Your objective :: Please translate this sentence from the HP Vectra excerpt below into Spanish: "The machine worked perfectly for another year before throwing a fit again and acting like it had no hard disk."

The motherboard can be removed from the case, no devices connected and all BIOS devices disabled and it will still complain of PCI bus errors.
First time around I didn't really care and threw the motherboard and it's riser through a dishwasher cycle which made it happy for a few months. It then decided it had had enough and would not reboot if shut down. Perfectly stable in 98SE if you let it run for weeks at a time! But restart once and it no longer boots. Sometimes it would work after being left unplugged for several hours without it's clock battery to erase the CMOS.
After a while I finally tracked down a BIOS update and tried numerous times to install it with varying degrees of success, usually resulting in a red flashing "FLASH ERROR REBOOT WITH CRISIS DISKETTE."
One day it just... Worked. Update installed successfully. No rhyme or reason. The machine worked perfectly for another year before throwing a fit again and acting like it had no hard disk.
I parted the machine out and tossed it into storage for a while, but now that I've moved house I tried to get it going again.
To make a long story short: It's still acting up.
About a week ago, I was walking through my local electronics recycler and found another Vectra of the same case design! It's an XM Series 4 5/150.
This thing was no joke in it's day, I found it with 96MB of RAM, a 1.2GB Quantum hard disk (Bearings completely shot and click of death), the integrated network card, the optional 2MB VRAM upgrade, an Adaptec SCSI card and a 4.3GB Seagate Barracuda drive attached to it (Works). It had a CR-ROM drive as well.
It did include one rather interesting piece of hardware that immediately caught my eye: an HP IB interface board.
On the underside of the machine reads the following label:
Yep, this was a Unix workstation that ran a chemical spectrometer! No wonder it had been so souped up!
This machine, despite it's awful appearance, does work almost flawlessly. It had a bad power supply at first but swapping the VE's in (with some careful sawing of the fan shroud) made it happy.
However, it will randomly decide "I don't have an optical drive anymore."
The drive I'm using is an HP CR-RW drive which I know is good. Some boots the XM will act like it's not there. It will work indefinitely if left on. This is fixed by leaving the computer unplugged without a clock battery to clear the CMOS settings. Sound familiar?
Does anyone have any ideas on why this might be causing these problems for these machines?
I am also trying to track down a BIOS update for the XM. All I have been able to find are updates for the series 3, but I have a series 4.
If anyone has any information on where I could find a VRM module for the XM as well that would be great, I would love to upgrade it to an MMX or maybe even a K6-2!

Given data ::
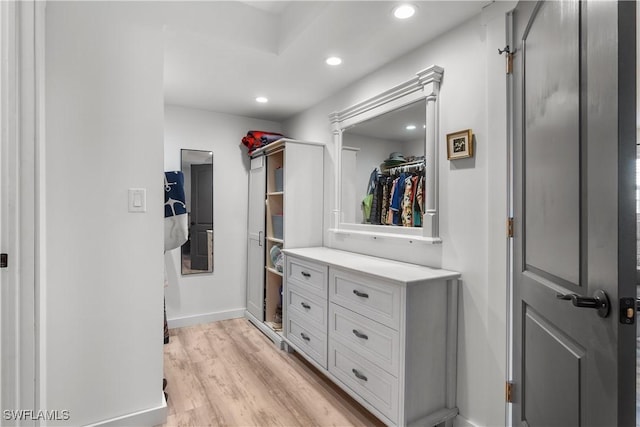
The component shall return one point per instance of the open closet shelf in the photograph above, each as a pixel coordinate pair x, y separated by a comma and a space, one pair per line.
274, 271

Task result :: La máquina funcionó perfectamente durante otro año antes de volver a dar problemas y comportarse como si no tuviera disco duro.